GIVEN REQUEST:
Report every line in the records below that contains the string "pine", with case counting toward a match.

:::

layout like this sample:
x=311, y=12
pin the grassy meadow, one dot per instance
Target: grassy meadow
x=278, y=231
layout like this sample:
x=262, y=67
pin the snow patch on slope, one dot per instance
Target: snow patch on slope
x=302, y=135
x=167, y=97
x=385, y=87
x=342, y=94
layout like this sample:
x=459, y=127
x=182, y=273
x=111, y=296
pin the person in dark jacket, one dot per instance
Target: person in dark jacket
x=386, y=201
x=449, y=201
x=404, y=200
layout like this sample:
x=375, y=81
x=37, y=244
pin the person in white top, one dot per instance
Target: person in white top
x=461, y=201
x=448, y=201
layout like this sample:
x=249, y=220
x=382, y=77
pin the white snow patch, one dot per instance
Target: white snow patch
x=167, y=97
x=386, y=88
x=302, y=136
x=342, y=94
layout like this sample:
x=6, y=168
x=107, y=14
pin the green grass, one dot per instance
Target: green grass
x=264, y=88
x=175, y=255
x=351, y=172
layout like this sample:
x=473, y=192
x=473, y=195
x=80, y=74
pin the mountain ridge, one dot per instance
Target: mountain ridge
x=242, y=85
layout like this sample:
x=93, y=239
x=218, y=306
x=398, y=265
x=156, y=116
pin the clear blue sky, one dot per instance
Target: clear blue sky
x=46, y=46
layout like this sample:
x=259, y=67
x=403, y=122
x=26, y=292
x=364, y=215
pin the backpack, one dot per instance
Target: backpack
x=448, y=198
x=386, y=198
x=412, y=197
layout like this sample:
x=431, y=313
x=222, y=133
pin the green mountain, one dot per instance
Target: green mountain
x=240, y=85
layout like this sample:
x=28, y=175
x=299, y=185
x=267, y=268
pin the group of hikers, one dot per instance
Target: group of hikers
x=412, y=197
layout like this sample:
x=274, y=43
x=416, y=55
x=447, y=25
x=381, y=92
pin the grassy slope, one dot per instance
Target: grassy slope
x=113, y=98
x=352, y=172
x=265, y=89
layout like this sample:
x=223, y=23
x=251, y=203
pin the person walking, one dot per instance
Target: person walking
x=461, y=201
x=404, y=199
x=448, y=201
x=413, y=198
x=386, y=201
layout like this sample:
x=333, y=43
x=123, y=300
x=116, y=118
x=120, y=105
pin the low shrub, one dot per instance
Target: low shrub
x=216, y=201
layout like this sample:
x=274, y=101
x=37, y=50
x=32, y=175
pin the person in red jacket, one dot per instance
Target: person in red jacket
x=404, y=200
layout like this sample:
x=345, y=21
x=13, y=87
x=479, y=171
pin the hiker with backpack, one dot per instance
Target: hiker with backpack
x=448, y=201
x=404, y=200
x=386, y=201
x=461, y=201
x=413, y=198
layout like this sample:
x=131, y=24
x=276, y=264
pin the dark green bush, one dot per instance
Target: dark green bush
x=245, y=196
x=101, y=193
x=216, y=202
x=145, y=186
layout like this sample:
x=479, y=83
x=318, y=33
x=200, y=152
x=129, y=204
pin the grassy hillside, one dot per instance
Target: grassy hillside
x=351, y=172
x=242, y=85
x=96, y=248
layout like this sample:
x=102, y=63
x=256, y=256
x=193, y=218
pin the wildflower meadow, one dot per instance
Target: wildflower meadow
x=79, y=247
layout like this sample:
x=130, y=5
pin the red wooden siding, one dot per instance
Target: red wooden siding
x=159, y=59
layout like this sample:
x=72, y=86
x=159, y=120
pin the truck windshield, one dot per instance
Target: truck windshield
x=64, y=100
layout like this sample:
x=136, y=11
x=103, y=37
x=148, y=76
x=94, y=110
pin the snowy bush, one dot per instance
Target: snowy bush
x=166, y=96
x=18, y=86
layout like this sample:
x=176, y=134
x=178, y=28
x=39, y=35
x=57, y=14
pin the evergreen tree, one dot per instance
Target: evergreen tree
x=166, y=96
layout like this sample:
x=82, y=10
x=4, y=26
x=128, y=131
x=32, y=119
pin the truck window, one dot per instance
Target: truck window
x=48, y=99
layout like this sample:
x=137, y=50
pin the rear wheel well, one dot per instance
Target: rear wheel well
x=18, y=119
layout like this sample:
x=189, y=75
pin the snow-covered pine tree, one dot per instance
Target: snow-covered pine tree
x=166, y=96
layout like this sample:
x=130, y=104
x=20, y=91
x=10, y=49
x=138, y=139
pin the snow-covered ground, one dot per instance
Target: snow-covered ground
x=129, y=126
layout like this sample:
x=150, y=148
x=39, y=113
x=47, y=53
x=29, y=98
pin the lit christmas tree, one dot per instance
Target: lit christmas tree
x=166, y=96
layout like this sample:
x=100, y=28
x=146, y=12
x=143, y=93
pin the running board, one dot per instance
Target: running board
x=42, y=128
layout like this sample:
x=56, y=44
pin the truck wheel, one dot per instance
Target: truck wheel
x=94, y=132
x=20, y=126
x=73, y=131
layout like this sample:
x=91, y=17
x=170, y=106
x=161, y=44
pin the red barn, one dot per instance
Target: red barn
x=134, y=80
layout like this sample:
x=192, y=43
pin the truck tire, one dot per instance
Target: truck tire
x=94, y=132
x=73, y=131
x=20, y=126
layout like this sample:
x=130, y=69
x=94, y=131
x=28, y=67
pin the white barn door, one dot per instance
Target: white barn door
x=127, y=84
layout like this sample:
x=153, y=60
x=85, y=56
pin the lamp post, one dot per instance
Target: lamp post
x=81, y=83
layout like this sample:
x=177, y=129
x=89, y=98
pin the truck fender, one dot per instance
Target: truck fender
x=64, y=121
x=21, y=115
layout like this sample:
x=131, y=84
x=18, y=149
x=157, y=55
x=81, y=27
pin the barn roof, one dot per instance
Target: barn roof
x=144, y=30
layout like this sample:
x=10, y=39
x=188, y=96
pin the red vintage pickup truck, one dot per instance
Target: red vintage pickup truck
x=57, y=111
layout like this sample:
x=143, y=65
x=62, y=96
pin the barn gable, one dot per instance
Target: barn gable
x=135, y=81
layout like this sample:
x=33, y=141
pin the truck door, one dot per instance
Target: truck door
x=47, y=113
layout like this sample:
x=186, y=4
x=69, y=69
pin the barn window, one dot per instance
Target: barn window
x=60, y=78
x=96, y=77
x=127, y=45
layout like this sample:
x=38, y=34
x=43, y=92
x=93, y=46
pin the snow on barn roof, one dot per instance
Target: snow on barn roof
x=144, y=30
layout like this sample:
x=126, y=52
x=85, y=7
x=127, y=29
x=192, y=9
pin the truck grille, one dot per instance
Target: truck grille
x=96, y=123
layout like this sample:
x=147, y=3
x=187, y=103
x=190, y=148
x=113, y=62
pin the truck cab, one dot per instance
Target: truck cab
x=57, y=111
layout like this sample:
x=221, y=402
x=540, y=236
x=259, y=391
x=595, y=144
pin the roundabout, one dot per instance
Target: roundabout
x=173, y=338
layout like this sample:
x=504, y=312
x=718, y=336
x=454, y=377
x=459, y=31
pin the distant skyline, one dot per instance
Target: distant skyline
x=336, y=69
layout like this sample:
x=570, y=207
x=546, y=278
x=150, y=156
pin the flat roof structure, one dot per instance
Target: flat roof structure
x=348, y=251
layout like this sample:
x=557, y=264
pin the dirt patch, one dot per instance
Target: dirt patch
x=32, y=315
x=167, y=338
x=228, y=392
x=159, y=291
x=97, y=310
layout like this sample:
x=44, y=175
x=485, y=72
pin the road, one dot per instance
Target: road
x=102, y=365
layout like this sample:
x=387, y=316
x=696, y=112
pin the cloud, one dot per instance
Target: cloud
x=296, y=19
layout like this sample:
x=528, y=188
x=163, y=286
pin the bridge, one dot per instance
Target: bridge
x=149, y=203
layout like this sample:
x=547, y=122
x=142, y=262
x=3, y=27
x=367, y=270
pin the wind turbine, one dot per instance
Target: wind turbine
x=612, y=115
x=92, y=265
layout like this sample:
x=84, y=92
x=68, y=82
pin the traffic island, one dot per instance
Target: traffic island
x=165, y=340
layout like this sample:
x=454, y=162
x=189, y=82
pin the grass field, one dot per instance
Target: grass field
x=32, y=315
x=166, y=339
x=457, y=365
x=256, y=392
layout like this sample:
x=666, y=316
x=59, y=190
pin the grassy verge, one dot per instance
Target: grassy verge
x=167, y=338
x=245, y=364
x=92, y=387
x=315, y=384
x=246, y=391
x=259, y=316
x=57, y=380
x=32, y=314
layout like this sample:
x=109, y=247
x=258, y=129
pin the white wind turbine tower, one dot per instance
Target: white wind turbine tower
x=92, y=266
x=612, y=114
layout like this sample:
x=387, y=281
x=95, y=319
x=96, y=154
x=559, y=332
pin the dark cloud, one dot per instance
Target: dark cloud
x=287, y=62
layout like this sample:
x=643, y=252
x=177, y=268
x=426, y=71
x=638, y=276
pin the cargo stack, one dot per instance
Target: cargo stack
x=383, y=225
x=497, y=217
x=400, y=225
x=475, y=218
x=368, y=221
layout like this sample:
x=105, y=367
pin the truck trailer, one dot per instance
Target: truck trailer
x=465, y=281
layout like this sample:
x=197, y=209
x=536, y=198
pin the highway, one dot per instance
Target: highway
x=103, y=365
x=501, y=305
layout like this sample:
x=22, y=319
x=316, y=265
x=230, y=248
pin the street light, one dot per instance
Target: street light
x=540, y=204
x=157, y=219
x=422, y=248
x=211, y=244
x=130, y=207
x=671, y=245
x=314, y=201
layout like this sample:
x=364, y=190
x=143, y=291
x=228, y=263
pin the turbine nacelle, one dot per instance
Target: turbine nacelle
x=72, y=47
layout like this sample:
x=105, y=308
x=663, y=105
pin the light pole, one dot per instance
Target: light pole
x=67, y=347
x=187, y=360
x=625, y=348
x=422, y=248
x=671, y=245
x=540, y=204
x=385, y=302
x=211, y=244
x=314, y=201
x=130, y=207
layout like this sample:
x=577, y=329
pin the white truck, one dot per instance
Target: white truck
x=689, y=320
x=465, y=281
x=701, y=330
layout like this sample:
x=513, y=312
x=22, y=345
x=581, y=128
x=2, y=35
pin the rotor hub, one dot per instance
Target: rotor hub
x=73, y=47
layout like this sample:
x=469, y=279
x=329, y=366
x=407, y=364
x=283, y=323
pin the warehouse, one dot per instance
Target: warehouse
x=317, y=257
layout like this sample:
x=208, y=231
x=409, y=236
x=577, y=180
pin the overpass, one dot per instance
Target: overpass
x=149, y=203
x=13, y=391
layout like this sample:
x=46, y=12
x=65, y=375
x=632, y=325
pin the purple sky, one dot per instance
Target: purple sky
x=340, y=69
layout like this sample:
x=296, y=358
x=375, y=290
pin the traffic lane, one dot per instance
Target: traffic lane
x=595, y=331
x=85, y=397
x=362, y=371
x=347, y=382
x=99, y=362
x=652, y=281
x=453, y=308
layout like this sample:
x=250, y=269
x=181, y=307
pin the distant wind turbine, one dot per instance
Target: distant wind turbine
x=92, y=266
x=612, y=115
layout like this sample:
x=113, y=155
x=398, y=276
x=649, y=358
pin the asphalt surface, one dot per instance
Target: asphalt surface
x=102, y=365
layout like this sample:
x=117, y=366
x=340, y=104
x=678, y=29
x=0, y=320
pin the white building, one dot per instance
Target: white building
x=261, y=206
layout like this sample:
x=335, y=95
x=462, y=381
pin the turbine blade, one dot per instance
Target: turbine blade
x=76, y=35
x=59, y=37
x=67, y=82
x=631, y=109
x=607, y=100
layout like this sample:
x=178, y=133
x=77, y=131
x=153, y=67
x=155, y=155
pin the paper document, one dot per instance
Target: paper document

:::

THE RESULT:
pin the snow-covered pine tree, one dot per instance
Target: snow-covered pine tree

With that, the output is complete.